→ **USANDO LE INFORMAZIONI**:
- 1) Secondo la nota dell'autrice sulla fic, che forma avrà il seguito?
- 2) Riprendi la nota dell'autrice sulla fic e proseguila dopo l'ultima frase riportata.

→ **BRANO CITATO**:
^^^^^^^^^^^^^^^^

Come fan, un po’ li ho odiati per questo; come autrice,
posso capire e rispettare la loro idea.
Sarei ipocrita a non farlo, visto che è la stessa mia scelta:
90 capitoli per riavere Merlin-maschio.
Altro appunto. Ho descritto questa principessa bellissima e
potentissima strega.
Non volevo farla sembrare come una Mary Sue. Semplicemente,
doveva apparire graziosa per motivare tutta l’attrazione che fin da subito
Arthur nutre per lei, visto che la verità non la sa quasi nessuno.
E ora? Cosa ci
prospetta il futuro?
Per quelli di voi che hanno deciso di sopportarmi ancora…
Il seguito di questa fic, già in parte scritto, è una
raccolta e non una long-fic.
Ho adottato questa scelta perché i capitoli avranno
lunghezza variabile e non seguiranno una precisa sequenza cronologica.

^^^^^^^^^^^^^^^^

→ **ESTRATTI DEI DATI**:
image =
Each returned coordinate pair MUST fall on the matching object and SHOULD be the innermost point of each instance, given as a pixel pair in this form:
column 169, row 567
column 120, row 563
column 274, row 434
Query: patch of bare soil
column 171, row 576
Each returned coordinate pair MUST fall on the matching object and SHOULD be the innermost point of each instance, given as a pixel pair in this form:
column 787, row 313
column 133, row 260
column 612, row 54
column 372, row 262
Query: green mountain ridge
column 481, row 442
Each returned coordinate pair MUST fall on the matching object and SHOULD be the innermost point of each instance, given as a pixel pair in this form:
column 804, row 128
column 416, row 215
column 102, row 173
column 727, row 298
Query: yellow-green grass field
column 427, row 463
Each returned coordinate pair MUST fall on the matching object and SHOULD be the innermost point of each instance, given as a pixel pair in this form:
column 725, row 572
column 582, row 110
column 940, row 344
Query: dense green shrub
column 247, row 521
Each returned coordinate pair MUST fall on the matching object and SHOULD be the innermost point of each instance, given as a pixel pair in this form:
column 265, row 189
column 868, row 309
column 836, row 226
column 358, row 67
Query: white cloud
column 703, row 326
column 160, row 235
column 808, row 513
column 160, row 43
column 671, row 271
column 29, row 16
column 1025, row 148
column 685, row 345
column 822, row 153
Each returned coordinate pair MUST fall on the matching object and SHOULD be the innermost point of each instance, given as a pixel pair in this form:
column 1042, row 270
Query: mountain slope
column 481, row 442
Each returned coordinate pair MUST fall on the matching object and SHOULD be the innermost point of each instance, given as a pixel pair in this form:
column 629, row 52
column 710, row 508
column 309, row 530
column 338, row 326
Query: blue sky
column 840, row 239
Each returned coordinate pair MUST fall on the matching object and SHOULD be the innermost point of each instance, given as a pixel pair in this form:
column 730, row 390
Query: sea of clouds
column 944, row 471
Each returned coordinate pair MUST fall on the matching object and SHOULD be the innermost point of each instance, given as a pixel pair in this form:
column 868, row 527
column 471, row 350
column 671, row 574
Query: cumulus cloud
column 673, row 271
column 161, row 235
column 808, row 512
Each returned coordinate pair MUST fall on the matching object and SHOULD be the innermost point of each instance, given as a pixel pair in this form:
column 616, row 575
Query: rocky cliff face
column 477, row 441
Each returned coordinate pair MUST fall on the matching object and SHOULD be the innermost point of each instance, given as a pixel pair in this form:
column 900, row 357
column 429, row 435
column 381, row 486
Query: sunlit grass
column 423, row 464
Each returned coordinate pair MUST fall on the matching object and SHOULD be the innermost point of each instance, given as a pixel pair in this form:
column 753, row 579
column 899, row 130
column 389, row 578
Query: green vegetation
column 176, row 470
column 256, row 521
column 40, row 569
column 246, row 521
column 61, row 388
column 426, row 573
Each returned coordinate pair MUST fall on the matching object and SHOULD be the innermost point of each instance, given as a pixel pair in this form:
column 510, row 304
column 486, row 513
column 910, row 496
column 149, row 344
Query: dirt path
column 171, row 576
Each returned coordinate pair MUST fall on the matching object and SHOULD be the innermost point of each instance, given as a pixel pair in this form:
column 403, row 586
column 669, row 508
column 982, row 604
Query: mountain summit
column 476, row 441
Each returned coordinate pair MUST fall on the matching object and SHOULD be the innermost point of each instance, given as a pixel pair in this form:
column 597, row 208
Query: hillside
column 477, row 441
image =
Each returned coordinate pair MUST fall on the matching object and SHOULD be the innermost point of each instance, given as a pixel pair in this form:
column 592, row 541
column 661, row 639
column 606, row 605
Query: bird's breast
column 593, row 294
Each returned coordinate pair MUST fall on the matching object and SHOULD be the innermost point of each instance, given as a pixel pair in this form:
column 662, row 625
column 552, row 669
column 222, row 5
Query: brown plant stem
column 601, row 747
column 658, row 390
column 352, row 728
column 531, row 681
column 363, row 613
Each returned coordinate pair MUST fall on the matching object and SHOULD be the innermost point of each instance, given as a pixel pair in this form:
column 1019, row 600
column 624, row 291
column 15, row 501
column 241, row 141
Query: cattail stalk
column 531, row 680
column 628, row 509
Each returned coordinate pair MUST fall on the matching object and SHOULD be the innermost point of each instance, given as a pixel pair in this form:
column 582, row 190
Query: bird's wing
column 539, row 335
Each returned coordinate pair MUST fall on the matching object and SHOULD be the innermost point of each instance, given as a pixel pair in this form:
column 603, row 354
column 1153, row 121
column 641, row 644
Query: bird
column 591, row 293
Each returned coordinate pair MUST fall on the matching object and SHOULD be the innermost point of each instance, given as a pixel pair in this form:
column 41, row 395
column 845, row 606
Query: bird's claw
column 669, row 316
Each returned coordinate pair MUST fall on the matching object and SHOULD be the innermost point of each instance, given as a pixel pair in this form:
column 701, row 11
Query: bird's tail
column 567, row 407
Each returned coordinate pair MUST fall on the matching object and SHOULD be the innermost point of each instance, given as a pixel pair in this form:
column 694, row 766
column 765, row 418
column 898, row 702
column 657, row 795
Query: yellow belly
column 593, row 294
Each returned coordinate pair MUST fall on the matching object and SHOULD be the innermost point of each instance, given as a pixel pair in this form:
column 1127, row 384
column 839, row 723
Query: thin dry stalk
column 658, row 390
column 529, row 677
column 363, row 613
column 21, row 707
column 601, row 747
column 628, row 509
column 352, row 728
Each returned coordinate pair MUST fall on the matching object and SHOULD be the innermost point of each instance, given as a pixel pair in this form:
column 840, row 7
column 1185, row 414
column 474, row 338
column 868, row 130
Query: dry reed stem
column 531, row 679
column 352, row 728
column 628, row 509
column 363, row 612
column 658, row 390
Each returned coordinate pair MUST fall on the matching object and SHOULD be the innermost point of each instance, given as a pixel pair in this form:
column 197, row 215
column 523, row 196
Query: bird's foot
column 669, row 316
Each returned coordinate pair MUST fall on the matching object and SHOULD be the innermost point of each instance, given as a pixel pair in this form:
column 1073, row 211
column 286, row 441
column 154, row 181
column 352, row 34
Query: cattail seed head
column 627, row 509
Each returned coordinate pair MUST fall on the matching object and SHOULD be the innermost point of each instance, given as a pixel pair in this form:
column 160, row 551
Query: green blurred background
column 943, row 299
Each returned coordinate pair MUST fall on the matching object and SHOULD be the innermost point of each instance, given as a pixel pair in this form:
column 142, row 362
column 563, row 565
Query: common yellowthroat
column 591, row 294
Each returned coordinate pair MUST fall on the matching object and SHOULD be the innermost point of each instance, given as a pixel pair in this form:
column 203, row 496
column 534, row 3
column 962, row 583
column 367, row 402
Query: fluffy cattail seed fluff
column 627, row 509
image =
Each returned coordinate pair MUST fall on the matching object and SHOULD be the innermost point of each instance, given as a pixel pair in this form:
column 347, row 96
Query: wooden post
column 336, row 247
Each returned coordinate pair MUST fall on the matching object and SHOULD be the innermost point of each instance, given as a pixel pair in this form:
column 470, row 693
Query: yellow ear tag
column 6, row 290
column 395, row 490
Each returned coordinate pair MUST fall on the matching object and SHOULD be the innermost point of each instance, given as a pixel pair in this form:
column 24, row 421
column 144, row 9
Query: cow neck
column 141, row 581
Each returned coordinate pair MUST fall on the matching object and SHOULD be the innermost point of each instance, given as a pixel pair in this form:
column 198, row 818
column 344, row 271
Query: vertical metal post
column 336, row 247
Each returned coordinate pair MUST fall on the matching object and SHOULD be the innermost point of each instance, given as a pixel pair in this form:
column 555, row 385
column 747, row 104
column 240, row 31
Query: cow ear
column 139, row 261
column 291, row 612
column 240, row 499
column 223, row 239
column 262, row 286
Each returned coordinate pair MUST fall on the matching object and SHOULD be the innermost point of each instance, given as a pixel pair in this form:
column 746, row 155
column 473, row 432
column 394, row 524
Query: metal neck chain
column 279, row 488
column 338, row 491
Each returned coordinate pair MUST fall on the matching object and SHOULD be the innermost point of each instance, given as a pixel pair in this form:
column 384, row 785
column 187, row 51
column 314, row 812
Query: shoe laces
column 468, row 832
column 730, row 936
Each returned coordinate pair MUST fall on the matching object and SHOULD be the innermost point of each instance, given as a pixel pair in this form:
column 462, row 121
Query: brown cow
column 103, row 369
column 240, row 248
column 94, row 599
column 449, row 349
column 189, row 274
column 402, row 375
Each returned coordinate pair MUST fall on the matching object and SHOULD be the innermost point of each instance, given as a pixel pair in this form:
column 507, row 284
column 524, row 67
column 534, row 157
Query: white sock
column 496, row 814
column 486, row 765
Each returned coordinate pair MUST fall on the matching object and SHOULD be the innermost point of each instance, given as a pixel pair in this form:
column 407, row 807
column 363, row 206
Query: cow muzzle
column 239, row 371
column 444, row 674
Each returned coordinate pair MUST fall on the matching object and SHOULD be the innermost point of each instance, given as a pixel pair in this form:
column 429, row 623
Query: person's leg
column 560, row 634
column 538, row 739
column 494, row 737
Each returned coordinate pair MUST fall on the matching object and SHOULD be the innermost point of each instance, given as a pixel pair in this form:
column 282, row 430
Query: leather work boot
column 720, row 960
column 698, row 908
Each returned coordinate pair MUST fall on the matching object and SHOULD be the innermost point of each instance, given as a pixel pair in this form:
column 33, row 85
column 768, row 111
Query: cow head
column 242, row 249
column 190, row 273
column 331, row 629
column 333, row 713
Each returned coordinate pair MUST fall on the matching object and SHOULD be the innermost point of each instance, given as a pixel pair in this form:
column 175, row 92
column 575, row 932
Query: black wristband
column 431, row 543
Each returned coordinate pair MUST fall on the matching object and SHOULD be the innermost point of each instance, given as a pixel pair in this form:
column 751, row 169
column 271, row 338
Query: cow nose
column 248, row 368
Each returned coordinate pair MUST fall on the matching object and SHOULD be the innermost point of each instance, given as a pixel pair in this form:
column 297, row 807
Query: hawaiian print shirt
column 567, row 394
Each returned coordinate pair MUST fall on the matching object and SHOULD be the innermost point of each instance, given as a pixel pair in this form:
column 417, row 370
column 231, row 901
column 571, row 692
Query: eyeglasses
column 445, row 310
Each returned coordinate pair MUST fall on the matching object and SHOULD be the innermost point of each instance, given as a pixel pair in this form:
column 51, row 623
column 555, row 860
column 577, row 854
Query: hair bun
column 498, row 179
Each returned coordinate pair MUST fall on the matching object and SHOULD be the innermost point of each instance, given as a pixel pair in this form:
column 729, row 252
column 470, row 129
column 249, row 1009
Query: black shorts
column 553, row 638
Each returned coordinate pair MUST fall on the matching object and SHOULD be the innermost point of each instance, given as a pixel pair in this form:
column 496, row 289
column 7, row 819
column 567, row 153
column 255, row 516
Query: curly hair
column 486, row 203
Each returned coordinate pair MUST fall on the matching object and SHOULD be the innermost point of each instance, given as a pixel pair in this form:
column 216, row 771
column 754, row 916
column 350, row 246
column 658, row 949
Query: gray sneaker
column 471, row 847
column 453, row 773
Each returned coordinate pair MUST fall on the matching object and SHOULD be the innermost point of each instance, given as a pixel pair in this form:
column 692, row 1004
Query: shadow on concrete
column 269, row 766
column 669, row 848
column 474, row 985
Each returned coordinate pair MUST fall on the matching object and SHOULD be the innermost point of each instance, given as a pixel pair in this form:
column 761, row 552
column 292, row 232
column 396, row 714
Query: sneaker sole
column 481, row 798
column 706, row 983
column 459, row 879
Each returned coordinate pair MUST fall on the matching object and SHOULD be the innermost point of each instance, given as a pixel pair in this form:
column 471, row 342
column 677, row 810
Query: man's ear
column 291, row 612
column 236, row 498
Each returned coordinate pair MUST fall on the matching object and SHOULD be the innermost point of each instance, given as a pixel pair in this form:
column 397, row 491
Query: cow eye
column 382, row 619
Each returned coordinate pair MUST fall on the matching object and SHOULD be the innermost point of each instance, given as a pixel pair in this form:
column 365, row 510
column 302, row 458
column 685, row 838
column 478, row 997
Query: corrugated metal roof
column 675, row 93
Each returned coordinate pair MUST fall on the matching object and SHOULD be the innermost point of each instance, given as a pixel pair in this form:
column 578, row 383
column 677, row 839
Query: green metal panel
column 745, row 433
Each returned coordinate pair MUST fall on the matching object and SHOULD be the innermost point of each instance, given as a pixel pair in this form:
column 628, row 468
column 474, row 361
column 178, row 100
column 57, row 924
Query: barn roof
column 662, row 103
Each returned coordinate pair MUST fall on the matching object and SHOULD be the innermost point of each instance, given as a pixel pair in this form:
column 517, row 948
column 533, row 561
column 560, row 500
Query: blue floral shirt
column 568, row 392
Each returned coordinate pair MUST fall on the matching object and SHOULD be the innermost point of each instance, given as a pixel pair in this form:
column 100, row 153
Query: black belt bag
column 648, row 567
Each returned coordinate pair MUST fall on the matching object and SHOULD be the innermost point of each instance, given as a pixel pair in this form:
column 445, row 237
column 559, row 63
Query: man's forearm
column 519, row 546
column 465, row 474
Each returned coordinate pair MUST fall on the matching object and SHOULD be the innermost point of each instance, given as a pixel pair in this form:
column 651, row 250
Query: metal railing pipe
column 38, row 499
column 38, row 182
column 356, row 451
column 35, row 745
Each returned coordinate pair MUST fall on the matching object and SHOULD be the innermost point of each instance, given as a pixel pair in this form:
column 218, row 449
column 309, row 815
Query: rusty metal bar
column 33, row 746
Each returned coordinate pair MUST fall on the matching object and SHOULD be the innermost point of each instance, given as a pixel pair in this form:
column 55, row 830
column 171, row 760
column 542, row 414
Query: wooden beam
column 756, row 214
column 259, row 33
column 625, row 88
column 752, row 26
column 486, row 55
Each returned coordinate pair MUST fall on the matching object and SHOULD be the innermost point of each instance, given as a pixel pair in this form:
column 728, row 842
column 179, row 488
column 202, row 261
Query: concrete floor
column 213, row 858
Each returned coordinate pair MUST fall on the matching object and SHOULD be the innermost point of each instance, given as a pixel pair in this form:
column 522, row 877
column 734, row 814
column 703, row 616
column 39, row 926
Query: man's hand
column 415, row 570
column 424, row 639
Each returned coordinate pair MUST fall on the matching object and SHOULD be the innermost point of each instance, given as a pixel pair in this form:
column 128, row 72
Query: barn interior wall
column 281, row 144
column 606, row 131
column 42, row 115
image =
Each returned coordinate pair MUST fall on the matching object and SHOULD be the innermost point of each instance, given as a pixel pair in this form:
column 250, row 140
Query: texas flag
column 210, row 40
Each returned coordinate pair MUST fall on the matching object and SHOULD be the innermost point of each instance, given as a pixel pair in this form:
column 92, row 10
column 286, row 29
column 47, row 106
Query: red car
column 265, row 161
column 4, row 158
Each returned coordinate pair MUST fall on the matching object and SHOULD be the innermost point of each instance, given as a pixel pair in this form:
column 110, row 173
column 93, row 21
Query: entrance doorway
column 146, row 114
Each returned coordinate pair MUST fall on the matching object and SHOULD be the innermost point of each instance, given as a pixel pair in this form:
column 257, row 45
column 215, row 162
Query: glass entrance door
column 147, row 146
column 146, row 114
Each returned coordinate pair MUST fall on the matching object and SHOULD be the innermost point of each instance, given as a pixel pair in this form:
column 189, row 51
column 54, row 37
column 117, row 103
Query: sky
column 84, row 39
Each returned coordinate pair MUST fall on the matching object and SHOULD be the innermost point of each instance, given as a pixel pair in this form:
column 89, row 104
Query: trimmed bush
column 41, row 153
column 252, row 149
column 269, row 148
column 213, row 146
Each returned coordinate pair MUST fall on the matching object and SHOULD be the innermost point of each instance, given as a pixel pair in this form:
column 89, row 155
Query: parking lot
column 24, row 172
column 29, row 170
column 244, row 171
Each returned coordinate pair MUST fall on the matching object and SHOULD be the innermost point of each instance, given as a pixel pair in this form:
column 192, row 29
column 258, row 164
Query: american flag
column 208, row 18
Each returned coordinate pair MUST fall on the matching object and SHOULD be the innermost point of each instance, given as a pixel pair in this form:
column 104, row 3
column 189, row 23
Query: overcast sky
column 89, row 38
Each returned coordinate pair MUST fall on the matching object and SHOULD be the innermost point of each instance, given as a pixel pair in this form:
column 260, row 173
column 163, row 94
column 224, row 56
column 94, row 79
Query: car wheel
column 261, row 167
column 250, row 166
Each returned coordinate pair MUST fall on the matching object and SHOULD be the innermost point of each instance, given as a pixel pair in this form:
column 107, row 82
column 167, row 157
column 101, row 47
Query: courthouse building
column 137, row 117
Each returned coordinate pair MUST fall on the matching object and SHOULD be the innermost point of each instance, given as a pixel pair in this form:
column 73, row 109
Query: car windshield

^^^^^^^^^^^^^^^^

→ **SOLUZIONI DELL'ESERCIZIO**:
- 1) Sarà una raccolta e non una long-fic.

- 2)
In essa, si riempirà il buco temporale tra il ritorno di Merlin-maschio
e la sua ri-trasformazione, missing moments di questi 3 anni prima dell’epilogo,
cose che avevo eliminato nella storia di Lin.
Avremo avventure con Merlin-maschio e Arthur; capitoli sul Merthur
vero e proprio, e su come è stata fatta la scelta di ritrasformarsi e la sua
attuale descrizione fisica (per ovvie ragioni, la regina non può assomigliare a
Linette).
Ovviamente, però, ci sarà un sacco di futuro, perché la
dinastia dei Pendragon ci attende! ^_=
(Nel complesso, pochissimo angst, quintali di fluff, ironia
e comicità).
Per quelli che si fermano qui. Grazie del viaggio fatto
insieme. *abbraccia*
Per quelli che vogliono continuare…
Anticipazioni del
primo capitolo sotto spoiler. Evidenziate le righe fra gli asterischi e potrete
leggere. Chi non vuol rovinarsi la sorpresa, salti le righe qui sotto.
*Il re di Camelot entrò nei propri appartamenti, ma si
arrestò bruscamente sulla porta.
Sembrava
che nella stanza fosse passato un tifone. Secchi d’acqua, spazzoloni, spugne,
stracci, vestiti ammonticchiati…
“Merlin?!”
Arthur guardò le gambe del proprio consorte che spuntavano da sotto il
baldacchino.
Il mago
sussultò, spaventandosi. Lo si capì dal movimento scattoso dei piedi. “Sì?”
“Merlin!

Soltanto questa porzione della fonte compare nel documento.